» **Entries shown**:
· · · · · · ·
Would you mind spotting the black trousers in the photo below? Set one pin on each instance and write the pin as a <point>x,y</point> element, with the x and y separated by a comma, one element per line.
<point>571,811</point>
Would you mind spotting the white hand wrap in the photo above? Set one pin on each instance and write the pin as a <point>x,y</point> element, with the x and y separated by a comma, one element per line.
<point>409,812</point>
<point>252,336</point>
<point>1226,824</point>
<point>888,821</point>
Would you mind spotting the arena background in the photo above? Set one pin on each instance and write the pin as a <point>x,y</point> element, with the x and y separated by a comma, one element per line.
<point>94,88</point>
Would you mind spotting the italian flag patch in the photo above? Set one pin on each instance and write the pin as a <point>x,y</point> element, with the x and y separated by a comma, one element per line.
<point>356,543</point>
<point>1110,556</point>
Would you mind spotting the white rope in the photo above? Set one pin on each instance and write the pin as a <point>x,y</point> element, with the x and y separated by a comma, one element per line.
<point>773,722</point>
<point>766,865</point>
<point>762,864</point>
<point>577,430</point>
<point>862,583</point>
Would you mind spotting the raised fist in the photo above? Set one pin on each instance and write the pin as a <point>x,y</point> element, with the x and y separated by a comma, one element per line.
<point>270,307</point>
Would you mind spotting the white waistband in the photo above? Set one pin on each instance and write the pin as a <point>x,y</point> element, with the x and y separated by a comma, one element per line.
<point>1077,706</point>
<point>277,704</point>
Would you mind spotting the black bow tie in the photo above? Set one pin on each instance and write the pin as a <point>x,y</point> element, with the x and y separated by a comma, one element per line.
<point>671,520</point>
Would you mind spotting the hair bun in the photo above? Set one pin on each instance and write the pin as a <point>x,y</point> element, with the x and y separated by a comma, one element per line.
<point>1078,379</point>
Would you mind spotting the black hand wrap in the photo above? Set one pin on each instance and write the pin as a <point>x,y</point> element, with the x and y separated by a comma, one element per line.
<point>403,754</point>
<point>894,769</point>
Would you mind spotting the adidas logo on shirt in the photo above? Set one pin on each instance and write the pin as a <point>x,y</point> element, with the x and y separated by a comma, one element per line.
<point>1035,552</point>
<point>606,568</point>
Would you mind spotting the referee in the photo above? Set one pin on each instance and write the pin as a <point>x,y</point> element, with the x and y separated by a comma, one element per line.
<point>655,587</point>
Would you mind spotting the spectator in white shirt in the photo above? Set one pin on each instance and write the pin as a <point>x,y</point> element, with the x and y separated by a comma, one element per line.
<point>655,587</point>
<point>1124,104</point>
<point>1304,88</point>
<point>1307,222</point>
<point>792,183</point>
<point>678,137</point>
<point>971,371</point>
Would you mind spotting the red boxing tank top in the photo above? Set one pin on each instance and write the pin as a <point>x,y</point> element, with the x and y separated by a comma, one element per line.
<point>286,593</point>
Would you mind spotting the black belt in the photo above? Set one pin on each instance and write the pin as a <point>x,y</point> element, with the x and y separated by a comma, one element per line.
· · · · · · ·
» **About this exercise**:
Transcription of the entire listing, word for word, is required.

» **Response box**:
Would you mind spotting the black trousers in the photo below? Set one pin on each instance and write the pin as a <point>x,y</point> element, with the x and y separated by a comma, one element per line.
<point>571,811</point>
Would you mind spotting the white hand wrap in the photo above? Set one pin on each instance and write the pin as a <point>x,y</point> element, with the x and y separated by a comma, one element per line.
<point>409,812</point>
<point>252,336</point>
<point>1226,824</point>
<point>888,821</point>
Would you mind spotting the arena background in the photo above? Set one pin on each instance and write the pin as a <point>x,y</point> element, with the x and y separated by a comma, one element per line.
<point>94,88</point>
Would you mind spotting the italian flag patch in the photo above? Set one pin on each instance and write the pin as a <point>x,y</point> element, with the x and y separated by a comma, one element per line.
<point>356,543</point>
<point>1110,556</point>
Would you mind spotting the white rope in the photo above? Set one pin on each instance and write the pin as a <point>x,y</point> element, with the x and y separated by a comma, one element per line.
<point>773,722</point>
<point>766,865</point>
<point>762,864</point>
<point>577,430</point>
<point>862,583</point>
Would you mind spotting the raised fist in the photo above? Set one pin on each instance and write the pin as a <point>x,y</point> element, with the x and y separated by a comma, one element per line.
<point>270,307</point>
Would you mind spotting the white waistband in the photo above? Set one pin on each instance and write the pin as a <point>x,y</point> element, with the x and y separated by a comma, one element per line.
<point>1077,706</point>
<point>277,704</point>
Would you mind spotting the black bow tie in the photo above? Set one pin on each instance and write the pin as a <point>x,y</point> element, with the x and y separated by a comma, one element per line.
<point>671,520</point>
Would you mind spotting the hair bun in the photo above? Set one pin on each instance and write the pin as a <point>x,y</point> element, with the x and y separated by a comma, one element per line.
<point>1078,379</point>
Would you mind spotting the black hand wrap in the photo above? Set one pin on each instance and write the pin as a <point>x,y</point> element, with the x and y separated by a comma, one element per line.
<point>403,754</point>
<point>894,769</point>
Would you mind spotting the adidas logo on shirt in the photo above? Set one pin on each instance and write the pin as a <point>x,y</point> element, with the x and y separated by a comma, one element per line.
<point>1035,552</point>
<point>606,568</point>
Would you mind spotting the referee in the photo above? Set one pin on each instance and write the pin as a <point>x,y</point> element, with the x and y separated by a comma, one element per line.
<point>655,587</point>
Would you mind spotting the spectator in white shirt in the photo above? Set one pin on each instance and write the pin as a <point>x,y</point> element, with the x and y separated by a comma, one element per line.
<point>655,587</point>
<point>1124,104</point>
<point>1304,88</point>
<point>1307,222</point>
<point>792,183</point>
<point>678,137</point>
<point>971,371</point>
Would you mind spotting the red boxing tank top in the photo above? Set one pin on each instance and write the pin as a <point>x,y</point> element, with the x and y separated by a comma, one element per line.
<point>286,593</point>
Would you mind spotting the black belt in the photo above? Set one pin on each instance and write the pin as a <point>x,y</point> element, with the x and y separated by a comma, one element per line.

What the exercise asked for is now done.